Point annotation items
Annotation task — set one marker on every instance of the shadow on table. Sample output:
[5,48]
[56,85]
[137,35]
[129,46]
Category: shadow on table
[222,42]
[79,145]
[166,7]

# TASK DIRECTIONS
Rewrite the items above, changing every "shadow on table" to "shadow on the table" and leaving everything else the same.

# WORKED ANSWER
Annotation task — set one marker on every instance of the shadow on the table. Sample output:
[5,48]
[56,85]
[137,35]
[129,46]
Category: shadow on the table
[222,42]
[79,145]
[166,7]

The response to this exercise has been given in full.